## 指示文 1
本文の「平成の4分の3をカバーするウェブ日記『日刊リウイチ』から平成を振り返る」から「jewel box nabigator』を凄く面白い、ほんとビックリと激賞しています。」までの全部を、「角川春樹事務所」を「出版社」に置き換えて書き直してもらえますか？

## 本文
──────────────────────────────

平成の4分の3をカバーするウェブ日記『日刊リウイチ』から平成を振り返る
第73話、富野監督のアニメ『果てしなき流れの果てに』構想が明かされ小川一水が活躍し始め平井和正が窮状を訴え康芳夫が現れ『鉄甲機ミカヅキ』が上映される
第73話、富野監督のアニメ『果てしなき流れの果てに』構想が明かされ小川一水が活躍し始め平井和正が窮状を訴え康芳夫が現れ『鉄甲機ミカヅキ』が上映される
【平成12年(2000年)9月の巻】
小松左京賞を創設した角川春樹事務所が、SF系の作家を集めていろいろと出し始めたようです。そんな1冊となった小川一水の書き下ろし小説『回転翼の天使 jewel box nabigator』を凄く面白い、ほんとビックリと激賞しています。
スチュワーデス予備校に通っていた伊吹が、オンボロのヘリコプターを1機だけ所有して広告から農薬散布から勝手な人命救助まで何でもござれの零細ヘリ会社に就職。そこから伊吹の奮闘のドラマが始まります。
それまでの小川一水は、『イカロスの誕生日』の敵方のちょっぴり戯画化され過ぎた部分への疑問とか、『こちら郵政省特配課』の現実が舞台でありながらぶっ飛び過ぎている設定が気になっていましたが、『回転翼の天使』では社会的なシステムの部分が持ち前の取材力、描写力でカッチリと描かれている上に、人間ドラマの部分も「正義」「悪」の決して割り切れない部分を取り込みつつ、「だからといって曖昧なままでいいはずがない」という信念を貫き通していました。

──────────────────────────────

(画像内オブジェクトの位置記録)
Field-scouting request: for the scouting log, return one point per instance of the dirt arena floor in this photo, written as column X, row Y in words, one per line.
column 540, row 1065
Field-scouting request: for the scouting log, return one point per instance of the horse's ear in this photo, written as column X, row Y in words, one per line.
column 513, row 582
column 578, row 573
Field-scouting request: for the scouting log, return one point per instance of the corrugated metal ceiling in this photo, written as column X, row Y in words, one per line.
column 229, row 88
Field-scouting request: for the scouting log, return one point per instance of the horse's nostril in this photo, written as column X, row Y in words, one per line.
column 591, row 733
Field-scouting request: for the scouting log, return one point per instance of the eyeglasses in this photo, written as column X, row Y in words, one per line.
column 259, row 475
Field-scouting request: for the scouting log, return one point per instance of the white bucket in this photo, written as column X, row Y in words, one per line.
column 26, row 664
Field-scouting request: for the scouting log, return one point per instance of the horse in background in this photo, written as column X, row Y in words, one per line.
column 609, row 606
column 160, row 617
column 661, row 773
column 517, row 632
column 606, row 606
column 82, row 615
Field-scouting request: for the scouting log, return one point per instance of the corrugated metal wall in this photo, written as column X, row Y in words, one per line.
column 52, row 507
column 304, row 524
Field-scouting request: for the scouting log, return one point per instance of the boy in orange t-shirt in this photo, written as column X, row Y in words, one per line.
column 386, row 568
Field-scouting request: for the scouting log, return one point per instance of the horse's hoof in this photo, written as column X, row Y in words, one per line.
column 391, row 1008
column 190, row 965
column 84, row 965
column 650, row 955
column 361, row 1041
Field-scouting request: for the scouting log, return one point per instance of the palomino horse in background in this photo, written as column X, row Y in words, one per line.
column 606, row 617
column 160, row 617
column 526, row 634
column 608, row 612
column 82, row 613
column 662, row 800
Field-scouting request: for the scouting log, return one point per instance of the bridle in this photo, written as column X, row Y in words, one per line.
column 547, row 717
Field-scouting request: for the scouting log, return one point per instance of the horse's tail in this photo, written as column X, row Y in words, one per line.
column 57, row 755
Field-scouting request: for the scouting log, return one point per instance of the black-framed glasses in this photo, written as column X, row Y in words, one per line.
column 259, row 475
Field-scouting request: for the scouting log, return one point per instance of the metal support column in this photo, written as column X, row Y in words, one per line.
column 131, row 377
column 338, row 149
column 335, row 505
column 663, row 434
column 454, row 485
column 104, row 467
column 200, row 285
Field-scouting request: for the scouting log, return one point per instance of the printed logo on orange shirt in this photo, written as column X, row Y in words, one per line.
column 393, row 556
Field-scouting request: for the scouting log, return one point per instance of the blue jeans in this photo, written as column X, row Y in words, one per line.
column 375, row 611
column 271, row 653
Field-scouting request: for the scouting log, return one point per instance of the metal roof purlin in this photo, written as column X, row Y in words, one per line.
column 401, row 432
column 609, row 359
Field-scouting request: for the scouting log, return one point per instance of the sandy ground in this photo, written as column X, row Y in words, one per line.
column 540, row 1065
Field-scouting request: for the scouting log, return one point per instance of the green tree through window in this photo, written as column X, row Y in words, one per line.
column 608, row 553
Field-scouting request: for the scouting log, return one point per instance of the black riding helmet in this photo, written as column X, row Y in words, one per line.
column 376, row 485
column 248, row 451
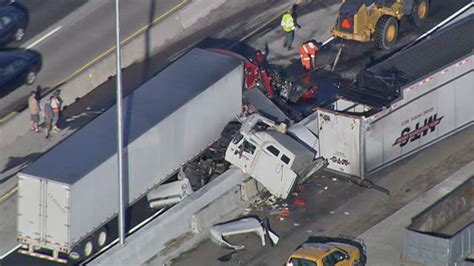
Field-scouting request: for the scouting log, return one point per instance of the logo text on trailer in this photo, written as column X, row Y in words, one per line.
column 409, row 135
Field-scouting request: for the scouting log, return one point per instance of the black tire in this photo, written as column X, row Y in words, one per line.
column 386, row 32
column 30, row 77
column 101, row 237
column 419, row 12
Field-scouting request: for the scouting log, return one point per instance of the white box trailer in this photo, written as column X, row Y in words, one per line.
column 71, row 192
column 369, row 129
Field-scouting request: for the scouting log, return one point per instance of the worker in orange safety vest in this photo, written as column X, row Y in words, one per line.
column 308, row 51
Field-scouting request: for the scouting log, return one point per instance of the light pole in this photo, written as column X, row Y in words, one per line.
column 122, row 205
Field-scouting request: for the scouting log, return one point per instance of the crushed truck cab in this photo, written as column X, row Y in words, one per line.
column 274, row 156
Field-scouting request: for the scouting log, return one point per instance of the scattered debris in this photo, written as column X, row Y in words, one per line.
column 299, row 202
column 275, row 212
column 227, row 257
column 241, row 226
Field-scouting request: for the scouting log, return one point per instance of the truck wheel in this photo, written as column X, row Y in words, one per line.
column 419, row 12
column 102, row 237
column 386, row 32
column 19, row 34
column 87, row 248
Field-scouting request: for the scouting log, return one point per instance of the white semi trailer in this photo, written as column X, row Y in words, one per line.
column 69, row 195
column 374, row 125
column 408, row 102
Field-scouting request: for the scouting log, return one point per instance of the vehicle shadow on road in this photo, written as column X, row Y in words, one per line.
column 19, row 162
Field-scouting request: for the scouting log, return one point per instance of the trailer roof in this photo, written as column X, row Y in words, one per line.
column 145, row 107
column 381, row 83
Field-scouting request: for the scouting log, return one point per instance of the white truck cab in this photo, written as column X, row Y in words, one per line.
column 275, row 158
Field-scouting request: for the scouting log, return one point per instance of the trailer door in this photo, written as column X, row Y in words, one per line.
column 29, row 209
column 57, row 214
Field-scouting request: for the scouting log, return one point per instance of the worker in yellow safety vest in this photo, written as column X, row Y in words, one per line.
column 288, row 23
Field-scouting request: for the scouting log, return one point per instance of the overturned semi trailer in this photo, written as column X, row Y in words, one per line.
column 405, row 103
column 70, row 194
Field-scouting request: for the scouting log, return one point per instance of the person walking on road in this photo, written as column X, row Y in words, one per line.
column 48, row 116
column 56, row 107
column 289, row 24
column 34, row 107
column 308, row 52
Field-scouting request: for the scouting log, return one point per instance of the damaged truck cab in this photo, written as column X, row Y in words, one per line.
column 273, row 155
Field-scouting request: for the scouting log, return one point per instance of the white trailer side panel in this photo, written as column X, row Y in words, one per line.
column 167, row 121
column 29, row 209
column 443, row 107
column 43, row 212
column 57, row 214
column 160, row 151
column 340, row 134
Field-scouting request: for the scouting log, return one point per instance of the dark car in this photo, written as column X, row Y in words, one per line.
column 13, row 21
column 17, row 67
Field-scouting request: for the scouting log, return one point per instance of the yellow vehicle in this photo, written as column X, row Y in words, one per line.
column 329, row 251
column 377, row 20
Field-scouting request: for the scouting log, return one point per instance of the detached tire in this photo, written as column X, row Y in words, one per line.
column 30, row 77
column 419, row 12
column 386, row 32
column 87, row 248
column 19, row 34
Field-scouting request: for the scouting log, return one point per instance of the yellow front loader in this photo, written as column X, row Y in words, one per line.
column 377, row 20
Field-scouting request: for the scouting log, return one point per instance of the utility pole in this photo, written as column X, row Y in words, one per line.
column 122, row 205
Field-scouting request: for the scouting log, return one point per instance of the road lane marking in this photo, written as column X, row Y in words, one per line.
column 124, row 41
column 8, row 117
column 47, row 35
column 8, row 194
column 10, row 251
column 115, row 241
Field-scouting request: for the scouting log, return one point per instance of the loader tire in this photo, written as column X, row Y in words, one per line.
column 386, row 32
column 419, row 12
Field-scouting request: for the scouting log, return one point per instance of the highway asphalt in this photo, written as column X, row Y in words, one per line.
column 29, row 146
column 75, row 42
column 44, row 13
column 53, row 47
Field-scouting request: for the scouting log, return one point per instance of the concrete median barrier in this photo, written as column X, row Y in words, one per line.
column 183, row 226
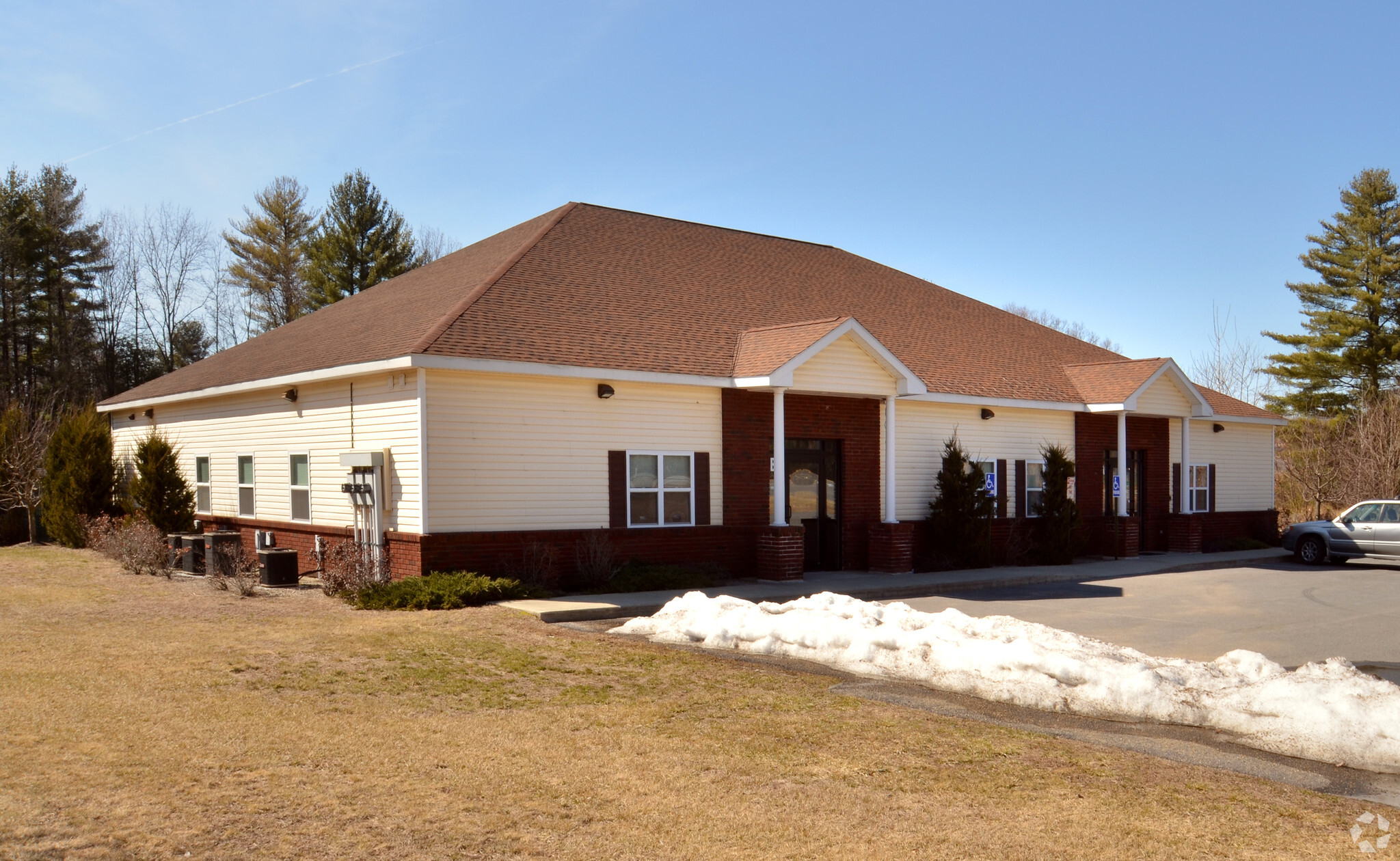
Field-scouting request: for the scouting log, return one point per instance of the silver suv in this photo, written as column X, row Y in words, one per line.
column 1371, row 528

──────────────────────────────

## 指示文 2
記録の中で「background」という文字列を含む行はどれですか？該当する行をすべて写してください。

## 回答 1
平成の4分の3をカバーするウェブ日記『日刊リウイチ』から平成を振り返る
第73話、富野監督のアニメ『果てしなき流れの果てに』構想が明かされ小川一水が活躍し始め平井和正が窮状を訴え康芳夫が現れ『鉄甲機ミカヅキ』が上映される
第73話、富野監督のアニメ『果てしなき流れの果てに』構想が明かされ小川一水が活躍し始め平井和正が窮状を訴え康芳夫が現れ『鉄甲機ミカヅキ』が上映される
【平成12年(2000年)9月の巻】
小松左京賞を創設した出版社が、SF系の作家を集めていろいろと出し始めたようです。そんな1冊となった小川一水の書き下ろし小説『回転翼の天使 jewel box nabigator』を凄く面白い、ほんとビックリと激賞しています。

## 回答 2
Field-scouting request: for the scouting log, return one point per instance of the horse in background in this photo, written as column X, row Y in words, one per line.
Field-scouting request: for the scouting log, return one point per instance of the palomino horse in background in this photo, written as column X, row Y in words, one per line.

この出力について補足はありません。